- **Goal**:
Reproduce the lines between the one holding "In this exercise you will find the flying" and the one holding "[(61, 172)]", inclusive, substituting "occurrence" for every "instance" and leaving all else unchanged.

## START Extracted material

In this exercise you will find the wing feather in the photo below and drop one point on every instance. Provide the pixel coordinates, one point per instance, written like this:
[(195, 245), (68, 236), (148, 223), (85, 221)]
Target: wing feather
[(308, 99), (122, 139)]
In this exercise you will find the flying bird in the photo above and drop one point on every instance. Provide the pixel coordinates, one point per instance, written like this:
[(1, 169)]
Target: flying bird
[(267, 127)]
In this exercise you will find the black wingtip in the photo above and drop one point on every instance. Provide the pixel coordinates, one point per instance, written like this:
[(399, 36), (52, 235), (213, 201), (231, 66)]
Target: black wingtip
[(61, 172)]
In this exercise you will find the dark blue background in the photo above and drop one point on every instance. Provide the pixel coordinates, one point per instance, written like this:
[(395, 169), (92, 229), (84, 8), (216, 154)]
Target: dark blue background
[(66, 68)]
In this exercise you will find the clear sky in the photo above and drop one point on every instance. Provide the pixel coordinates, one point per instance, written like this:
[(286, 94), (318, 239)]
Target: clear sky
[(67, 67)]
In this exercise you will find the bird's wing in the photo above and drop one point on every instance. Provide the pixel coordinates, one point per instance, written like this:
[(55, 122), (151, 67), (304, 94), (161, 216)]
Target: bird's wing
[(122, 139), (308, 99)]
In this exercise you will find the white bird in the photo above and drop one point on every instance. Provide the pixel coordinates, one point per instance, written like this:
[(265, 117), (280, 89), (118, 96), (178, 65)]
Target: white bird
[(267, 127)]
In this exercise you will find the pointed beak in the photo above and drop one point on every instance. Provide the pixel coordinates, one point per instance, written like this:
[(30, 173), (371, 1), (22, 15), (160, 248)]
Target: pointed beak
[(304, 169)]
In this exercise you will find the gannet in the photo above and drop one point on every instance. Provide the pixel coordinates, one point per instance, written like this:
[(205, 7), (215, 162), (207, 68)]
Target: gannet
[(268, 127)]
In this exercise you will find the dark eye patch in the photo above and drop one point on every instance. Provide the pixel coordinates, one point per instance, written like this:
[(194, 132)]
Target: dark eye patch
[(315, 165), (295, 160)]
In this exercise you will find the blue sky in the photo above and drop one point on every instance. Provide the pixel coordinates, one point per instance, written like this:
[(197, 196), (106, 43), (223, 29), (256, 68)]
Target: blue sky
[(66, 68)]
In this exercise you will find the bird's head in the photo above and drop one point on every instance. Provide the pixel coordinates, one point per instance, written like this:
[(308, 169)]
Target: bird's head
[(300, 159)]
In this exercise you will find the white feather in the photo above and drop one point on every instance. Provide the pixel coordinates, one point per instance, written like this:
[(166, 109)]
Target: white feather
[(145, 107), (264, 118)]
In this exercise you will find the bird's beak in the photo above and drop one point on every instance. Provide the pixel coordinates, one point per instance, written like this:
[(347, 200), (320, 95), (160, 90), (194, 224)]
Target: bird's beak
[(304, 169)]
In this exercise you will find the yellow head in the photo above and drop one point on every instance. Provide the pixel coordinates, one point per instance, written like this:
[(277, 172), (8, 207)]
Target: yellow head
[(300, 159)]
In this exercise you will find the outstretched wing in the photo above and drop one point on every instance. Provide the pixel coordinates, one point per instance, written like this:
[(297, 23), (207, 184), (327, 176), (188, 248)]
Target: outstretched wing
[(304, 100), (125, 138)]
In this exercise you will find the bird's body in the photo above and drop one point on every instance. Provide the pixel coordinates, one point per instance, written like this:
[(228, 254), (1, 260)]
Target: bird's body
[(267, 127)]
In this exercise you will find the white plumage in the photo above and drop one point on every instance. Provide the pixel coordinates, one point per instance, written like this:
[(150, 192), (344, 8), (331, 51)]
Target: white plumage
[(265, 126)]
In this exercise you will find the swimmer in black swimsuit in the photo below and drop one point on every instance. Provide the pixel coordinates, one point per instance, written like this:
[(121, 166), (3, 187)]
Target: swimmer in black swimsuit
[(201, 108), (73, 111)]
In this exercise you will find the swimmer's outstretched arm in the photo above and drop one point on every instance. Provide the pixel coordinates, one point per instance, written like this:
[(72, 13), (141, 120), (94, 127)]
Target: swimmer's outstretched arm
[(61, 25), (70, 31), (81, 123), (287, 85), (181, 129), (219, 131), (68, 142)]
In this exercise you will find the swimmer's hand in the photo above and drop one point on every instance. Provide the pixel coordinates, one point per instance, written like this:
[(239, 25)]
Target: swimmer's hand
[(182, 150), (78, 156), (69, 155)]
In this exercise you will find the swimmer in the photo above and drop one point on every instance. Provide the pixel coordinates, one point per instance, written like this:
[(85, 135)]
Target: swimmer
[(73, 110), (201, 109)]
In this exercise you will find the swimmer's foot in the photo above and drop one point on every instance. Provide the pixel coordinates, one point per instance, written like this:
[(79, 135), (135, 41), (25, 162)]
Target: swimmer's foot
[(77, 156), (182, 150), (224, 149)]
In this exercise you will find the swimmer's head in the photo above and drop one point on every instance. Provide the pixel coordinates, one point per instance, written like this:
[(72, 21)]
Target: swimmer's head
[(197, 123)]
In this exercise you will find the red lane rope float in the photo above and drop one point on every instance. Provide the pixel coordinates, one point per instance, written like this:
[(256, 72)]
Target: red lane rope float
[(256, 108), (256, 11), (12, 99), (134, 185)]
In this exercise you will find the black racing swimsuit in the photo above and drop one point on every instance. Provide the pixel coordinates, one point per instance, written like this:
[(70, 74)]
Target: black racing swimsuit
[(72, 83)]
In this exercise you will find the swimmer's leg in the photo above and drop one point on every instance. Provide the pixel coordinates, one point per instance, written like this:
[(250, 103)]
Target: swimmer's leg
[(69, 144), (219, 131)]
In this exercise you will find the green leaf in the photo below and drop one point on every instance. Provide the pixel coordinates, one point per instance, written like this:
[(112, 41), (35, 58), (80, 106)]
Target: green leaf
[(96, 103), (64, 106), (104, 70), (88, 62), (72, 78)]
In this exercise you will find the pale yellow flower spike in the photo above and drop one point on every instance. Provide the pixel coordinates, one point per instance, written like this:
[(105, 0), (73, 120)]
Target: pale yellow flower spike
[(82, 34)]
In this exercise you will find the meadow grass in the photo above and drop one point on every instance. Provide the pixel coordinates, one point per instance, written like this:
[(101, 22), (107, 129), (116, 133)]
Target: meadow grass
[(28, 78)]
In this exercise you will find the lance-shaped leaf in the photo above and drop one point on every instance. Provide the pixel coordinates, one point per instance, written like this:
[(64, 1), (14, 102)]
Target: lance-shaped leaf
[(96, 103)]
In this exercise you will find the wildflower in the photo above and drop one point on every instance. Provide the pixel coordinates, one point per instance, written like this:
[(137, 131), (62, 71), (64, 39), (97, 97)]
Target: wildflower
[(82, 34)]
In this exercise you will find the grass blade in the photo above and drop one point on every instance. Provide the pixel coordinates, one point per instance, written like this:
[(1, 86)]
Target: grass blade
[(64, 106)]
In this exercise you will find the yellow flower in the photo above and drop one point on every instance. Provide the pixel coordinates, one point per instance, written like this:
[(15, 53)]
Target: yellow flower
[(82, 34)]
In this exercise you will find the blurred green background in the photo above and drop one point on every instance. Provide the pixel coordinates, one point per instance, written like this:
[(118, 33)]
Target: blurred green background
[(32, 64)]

## END Extracted material

- **Response to the exercise**:
In this exercise you will find the flying bird in the photo above and drop one point on every occurrence. Provide the pixel coordinates, one point per occurrence, written like this:
[(1, 169)]
Target: flying bird
[(267, 127)]
In this exercise you will find the black wingtip in the photo above and drop one point on every occurrence. Provide the pixel coordinates, one point per occurrence, written like this:
[(399, 36), (52, 235), (213, 201), (231, 66)]
Target: black wingtip
[(61, 172)]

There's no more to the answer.